- _AIM OF THE EXERCISE_
Repeat each of the rows below word for word, leaving out the picture.
========
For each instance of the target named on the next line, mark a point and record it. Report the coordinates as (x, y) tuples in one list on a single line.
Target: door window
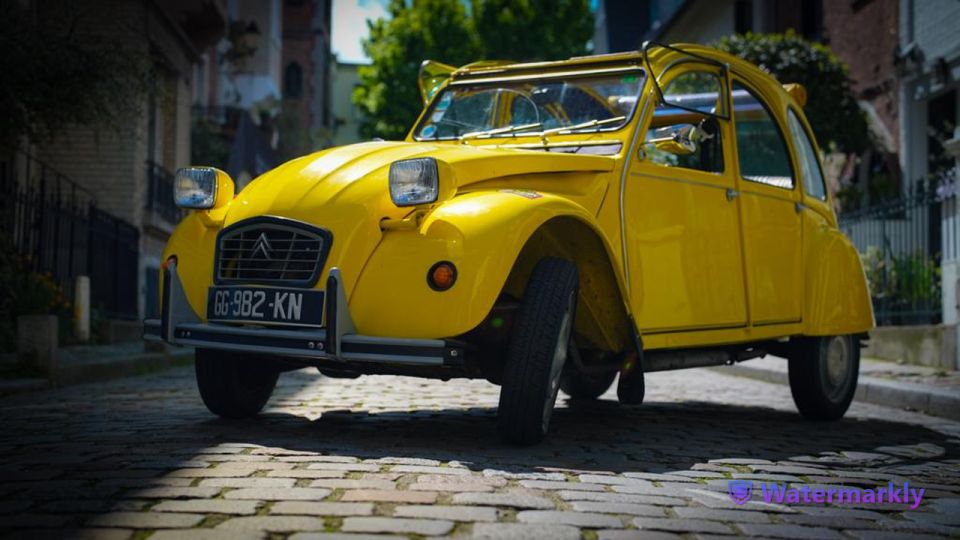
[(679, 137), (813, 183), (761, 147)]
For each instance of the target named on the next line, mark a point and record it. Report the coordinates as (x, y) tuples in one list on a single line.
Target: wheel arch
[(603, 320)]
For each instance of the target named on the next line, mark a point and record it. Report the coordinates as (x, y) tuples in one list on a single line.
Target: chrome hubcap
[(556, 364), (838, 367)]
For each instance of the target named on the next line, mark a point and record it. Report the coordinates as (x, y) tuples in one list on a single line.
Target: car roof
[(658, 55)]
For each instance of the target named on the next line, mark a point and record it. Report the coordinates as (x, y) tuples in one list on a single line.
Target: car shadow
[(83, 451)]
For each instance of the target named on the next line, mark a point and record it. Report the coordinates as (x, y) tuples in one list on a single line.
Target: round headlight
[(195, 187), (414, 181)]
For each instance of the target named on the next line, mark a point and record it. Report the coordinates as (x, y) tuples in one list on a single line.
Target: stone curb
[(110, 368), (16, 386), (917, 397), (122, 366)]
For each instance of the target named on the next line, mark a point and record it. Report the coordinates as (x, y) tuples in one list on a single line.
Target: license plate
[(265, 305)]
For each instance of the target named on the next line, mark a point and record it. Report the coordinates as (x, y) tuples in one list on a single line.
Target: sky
========
- _ANSWER TO THIS TASK_
For each instance of the target named on the next line, mark a point and record it. Report the coordinates as (x, y) tuples in one list on a single line.
Target: door window
[(679, 137), (813, 183), (761, 147)]
For each instance of the target named on the next line, mark a point and record it. Report the coordinates as (x, y) tuples in one list on a single line.
Target: wheel arch
[(603, 320)]
For each instance of the target named on the next line, mark a point and record it. Report the coordinates as (x, y) tuples in one list on a single line.
Target: chrome hubcap
[(556, 364), (838, 367)]
For each instance of the target named on the next line, mark a point and record it. Report the coordinates as (x, y) tuples in one list on a single line.
Target: car roof
[(658, 55)]
For each instance of the target named on the next line, mark a point and record it. Report the coordinates as (x, y) tuples in one list on a single line.
Target: car shadow
[(83, 451)]
For each instance of the target named on the next line, mark a point and record it. Report the coordinates as (x, y) tuples in one list on a single line.
Target: round headlight
[(195, 187), (414, 181)]
For each instance of the target named on the next line, mark a point and record it. Report the coordinates as (x, y) tuples in one list on a single line.
Target: stone curb
[(110, 368), (16, 386), (917, 397), (122, 366)]
For each instance of the target named on the next line, mark a point and record it. Report the coordinates as (x, y) tuples in one list on a single line.
Target: license plate
[(265, 305)]
For each instance of the target named on the next line, mark a point and record it. Report the coordinates as (x, y) tuples in one list on a single line.
Target: sky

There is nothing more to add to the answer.